## Given text
##############################

At first glance, the rationale for a decision so overtly favoring police privacy interests over transparency and citizens’ speech rights seems deficient—and this has certainly been the reaction of French free speech advocates. The spokesman of a French internet-rights organization described the ruling as evidence of “an obvious will by the French government to control and censor citizens’ new online public sphere.” In terms of its practical effects, too, the ruling seems characteristic of a troubling trend towards uninhibited police authority. A 2009 Amnesty report noted that “Allegations of beatings, racial abuse, excessive force and even unlawful killings by French police are rarely investigated effectively and those responsible are seldom brought to justice.”  In 2010, a French teenager was sentenced to a three-month prison term for the offense of “public outrage” for insulting the national gendarmerie on his Facebook page after he was pulled over in a traffic stop.

Seen primarily through the familiar American lens as a question of police overreach, a decision blocking a “Copwatch” effort seems merely a further step towards law enforcement impunity. The decision becomes somewhat more comprehensible, however, when viewed in light of the characteristically continental European emphasis on privacy and “dignity” rights. The differing treatment of citizens’ rights vis a vis the police mirrors the transatlantic distinction between liberty and dignity as ordering principles. Whereas American “liberty” embodies a hostility towards the organs of state power—and American rights are conceptualized primarily as safeguards against central government abuse—the primary menace to a European citizens’ dignity interest is not always the government, but the intrusiveness of “society.” As Yale Professor James Whitman noted, “The core continental privacy rights are rights to one’s image, name, and reputation….They are all rights to control your public image—rights to guarantee that people see you the way you want to be seen.” It is not hard to see that behind the French police union’s rage over the supposed security threats posed by copwatch lies anxiety about the indignity and shame of such widespread exposure of misconduct.

##############################

## Objectives
**1)** Answer these questions from the text on the French Copwatch ruling:
(a) In what year was a French teenager sentenced to three months in prison for insulting the national gendarmerie on his Facebook page?
(b) Which organization's report, and from what year, said that allegations against French police are rarely investigated effectively?
(c) According to the Yale professor quoted, the core continental privacy rights are rights to what three things?
**2)** Translate this sentence from the text on the French Copwatch ruling into Spanish: "The decision becomes somewhat more comprehensible, however, when viewed in light of the characteristically continental European emphasis on privacy and “dignity” rights."

Collected data entries
##############################

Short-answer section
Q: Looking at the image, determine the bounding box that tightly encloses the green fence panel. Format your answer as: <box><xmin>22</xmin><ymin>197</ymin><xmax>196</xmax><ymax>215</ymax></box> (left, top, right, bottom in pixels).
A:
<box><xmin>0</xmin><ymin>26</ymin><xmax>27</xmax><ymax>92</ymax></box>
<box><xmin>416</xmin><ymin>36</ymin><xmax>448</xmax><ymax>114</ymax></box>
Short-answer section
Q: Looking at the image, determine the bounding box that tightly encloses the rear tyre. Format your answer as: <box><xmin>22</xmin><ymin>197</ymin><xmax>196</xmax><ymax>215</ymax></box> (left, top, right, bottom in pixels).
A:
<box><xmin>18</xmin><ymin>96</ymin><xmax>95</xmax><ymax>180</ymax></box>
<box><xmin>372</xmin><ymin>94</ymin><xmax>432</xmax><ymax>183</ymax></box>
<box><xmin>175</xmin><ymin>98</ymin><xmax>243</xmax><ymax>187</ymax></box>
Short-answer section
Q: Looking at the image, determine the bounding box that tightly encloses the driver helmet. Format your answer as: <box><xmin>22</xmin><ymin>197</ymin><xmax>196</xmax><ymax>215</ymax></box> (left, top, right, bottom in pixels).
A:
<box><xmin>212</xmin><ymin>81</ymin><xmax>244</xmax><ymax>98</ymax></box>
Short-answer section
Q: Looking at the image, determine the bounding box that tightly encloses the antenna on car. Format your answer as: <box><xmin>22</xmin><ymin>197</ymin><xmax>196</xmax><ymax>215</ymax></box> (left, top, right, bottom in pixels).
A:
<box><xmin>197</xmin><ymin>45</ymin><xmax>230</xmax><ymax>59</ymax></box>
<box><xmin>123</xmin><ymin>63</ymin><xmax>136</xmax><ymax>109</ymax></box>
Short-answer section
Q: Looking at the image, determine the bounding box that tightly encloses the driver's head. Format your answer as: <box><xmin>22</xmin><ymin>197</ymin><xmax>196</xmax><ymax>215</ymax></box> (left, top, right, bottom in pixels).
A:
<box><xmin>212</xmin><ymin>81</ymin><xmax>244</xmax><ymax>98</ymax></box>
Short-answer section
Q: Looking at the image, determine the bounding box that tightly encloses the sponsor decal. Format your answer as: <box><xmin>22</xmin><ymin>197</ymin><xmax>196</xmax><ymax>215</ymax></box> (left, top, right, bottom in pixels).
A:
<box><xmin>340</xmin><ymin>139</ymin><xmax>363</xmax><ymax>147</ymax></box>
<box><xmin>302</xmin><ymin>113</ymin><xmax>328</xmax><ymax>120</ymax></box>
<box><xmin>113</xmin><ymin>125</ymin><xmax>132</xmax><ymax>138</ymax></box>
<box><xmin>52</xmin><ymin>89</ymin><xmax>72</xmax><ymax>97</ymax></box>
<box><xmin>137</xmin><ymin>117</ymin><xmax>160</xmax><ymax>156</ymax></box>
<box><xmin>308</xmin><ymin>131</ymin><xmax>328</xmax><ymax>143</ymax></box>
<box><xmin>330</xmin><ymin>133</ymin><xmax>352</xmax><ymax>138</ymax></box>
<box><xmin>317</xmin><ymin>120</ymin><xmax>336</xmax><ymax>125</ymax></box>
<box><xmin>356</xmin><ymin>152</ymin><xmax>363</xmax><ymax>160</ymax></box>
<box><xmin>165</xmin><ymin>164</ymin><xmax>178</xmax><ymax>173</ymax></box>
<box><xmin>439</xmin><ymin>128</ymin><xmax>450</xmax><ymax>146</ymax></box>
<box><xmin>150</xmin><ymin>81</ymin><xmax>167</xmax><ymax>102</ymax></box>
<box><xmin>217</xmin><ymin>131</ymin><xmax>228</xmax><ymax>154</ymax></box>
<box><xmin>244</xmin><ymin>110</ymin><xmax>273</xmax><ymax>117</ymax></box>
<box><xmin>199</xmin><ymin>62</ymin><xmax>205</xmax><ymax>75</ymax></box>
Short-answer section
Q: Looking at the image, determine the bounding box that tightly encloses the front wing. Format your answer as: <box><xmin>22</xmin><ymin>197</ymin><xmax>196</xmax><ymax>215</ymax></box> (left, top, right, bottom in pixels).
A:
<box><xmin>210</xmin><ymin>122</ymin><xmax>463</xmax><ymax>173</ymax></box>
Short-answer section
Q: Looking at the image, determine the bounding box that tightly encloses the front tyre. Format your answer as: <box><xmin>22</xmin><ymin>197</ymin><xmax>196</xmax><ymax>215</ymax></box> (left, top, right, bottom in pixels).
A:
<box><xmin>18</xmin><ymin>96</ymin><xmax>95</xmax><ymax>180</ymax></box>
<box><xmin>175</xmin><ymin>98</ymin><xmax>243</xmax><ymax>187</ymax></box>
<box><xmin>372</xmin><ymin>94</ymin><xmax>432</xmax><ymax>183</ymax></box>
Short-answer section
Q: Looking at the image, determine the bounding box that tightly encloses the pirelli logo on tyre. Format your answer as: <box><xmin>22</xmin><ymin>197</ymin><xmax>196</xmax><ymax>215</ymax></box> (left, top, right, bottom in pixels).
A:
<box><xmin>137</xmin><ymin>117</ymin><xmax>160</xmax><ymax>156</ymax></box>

##############################

## The solutions
**1)**
(a) 2010
(b) Amnesty, in 2009
(c) One's image, name, and reputation

**2)** Sin embargo, la decisión resulta algo más comprensible cuando se considera a la luz del énfasis, característico de la Europa continental, en los derechos a la privacidad y a la «dignidad».